_SOURCE PASSAGE_
□ □ □ □ □

An obvious corollary to these precepts is the rule that a witness should not be put on the stand for the purpose of having him exercise his privilege before the jury. See Fletcher v. United States, supra. This would only invite the jury to make an improper inference. For the same reason no valid purpose can be served by informing the jury that a witness has chosen to exercise his constitutional privilege. That fact is not one the jury is entitled to rely on in reaching its verdict.
The other side of the coin, however, is the rule that the jury is not entitled to draw any inference from a failure to testify that is ascribable to the witness's reliance on his Fifth Amendment privilege. Morrison v. United States, supra. Indeed, this court has held it inappropriate to spark a missing witness inference against the party who would have been called on to produce a witness to incriminate himself. Pennewell v. United States, 122 U.S.App.D.C. 332, 353 F.2d 870 (1965).
In the instant case the District Court properly admonished counsel to make no mention in their closing argument of the lack of testimony from a witness counsel knew would have invoked the Fifth Amendment. Certainly the judge was correct in refusing to charge the jury that an inference could be drawn from the absence of such a witness. Morrison v. United States, supra.
However, the trial judge could properly have given a neutralizing instruction, one calculated to reduce the danger that the jury will in fact draw an inference from the absence of such a witness. Morrison v. United States, supra. Had either counsel requested the court to instruct the jury that they should draw no inference from Smith's absence because he was not available to either side, it would have been error to refuse this instruction. Appellant's trial counsel did not request such an instruction. There are meaningful tactical reasons why a defense trial counsel might elect not to seek such an instruction.6 Had such an instruction been sought in this case, the District Court, which noted in colloquy with counsel that Smith "was not available to either side," would undoubtedly have granted the request. As it is we see no error in the court's handling of the issues presented when Smith decided to invoke his Fifth Amendment privilege.
We have considered other contentions presented by appellant's counsel.7 We find no reason for reversal.
Accardo v. United States, 102 U.S.App. D.C. 4, 249 F.2d 519 (1957), cert. denied, 356 U.S. 943, 78 S.Ct. 787, 2 L.Ed.2d 817 (1958); Bullock v. United States, (No. 22,480, March 17, 1970)
Even so this evidence of the appearance of the scene is not as probative on the issue of intent as the earmarks of a plan to rob, manifesting themselves prior to the assault, on which we relied in Harrison v. United States, 128 U.S.App.D.C. 245, 387 F.2d 203 (1967)

□ □ □ □ □

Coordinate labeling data
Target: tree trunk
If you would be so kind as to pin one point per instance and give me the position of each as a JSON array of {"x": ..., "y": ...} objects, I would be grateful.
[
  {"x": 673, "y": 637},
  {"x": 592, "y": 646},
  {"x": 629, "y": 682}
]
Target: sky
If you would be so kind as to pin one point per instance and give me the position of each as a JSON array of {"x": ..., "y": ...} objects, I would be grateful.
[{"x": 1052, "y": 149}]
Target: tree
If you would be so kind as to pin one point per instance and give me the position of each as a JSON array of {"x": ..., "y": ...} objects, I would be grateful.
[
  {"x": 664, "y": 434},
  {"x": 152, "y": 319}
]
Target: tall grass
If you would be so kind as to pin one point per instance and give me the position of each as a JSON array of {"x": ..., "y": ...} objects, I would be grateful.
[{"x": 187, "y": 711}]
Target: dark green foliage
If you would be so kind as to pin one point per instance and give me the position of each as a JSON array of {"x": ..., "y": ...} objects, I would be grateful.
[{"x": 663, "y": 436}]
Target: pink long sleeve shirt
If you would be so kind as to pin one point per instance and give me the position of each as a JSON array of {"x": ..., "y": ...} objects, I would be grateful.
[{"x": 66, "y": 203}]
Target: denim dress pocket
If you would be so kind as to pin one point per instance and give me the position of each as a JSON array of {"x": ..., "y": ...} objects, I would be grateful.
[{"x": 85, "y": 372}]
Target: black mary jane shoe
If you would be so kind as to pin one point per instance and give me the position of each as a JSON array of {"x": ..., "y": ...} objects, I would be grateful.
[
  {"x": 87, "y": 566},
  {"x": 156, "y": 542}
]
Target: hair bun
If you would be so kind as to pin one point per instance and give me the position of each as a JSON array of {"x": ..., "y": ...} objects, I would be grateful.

□ □ □ □ □

_EXERCISE_
Carry on the court opinion about witnesses who invoke the Fifth Amendment, picking up right after its final line.

_WRITTEN RESPONSE_
It is also possible that appellant formed the intent to rob after killing the deceased
Weaver v. Lane, 382 F.2d 251 (7th Cir. 1967); Friedman v. United States, 381 F.2d 155 (8th Cir. 1967); Nelson v. California, 346 F.2d 73 (9th Cir.), cert. denied, 382 U.S. 964, 86 S.Ct. 452, 15 L.Ed.2d 367 (1965);see United States v. Missler, 414 F.2d 1293, 1302 (4th Cir. 1969), cert. denied, 397 U.S. 913, 90 S.Ct. 912, 25 L.Ed.2d 93 (1970).
The tactical considerations may be elucidated in terms of the facts of the case before us as follows: Defense trial counsel might well conclude that while a jury would readily understand for itself that defendant couldn't be expected to produce as a witness a man (Smith) who would testify that he had killed the deceased, it might have expected — in terms of inquiring whether there was a reasonable doubt of guilt — that the Government would have called Smith to testify that he had not killed the deceased. The possibility for arousal of a reasonable doubt in the minds of the jurors would have been removed by a neutralizing instruction from the court
In view of this tactical consideration the case cannot fairly be viewed as involving a failure to seek or provide an instruction that calls for reversal under the plain error doctrine.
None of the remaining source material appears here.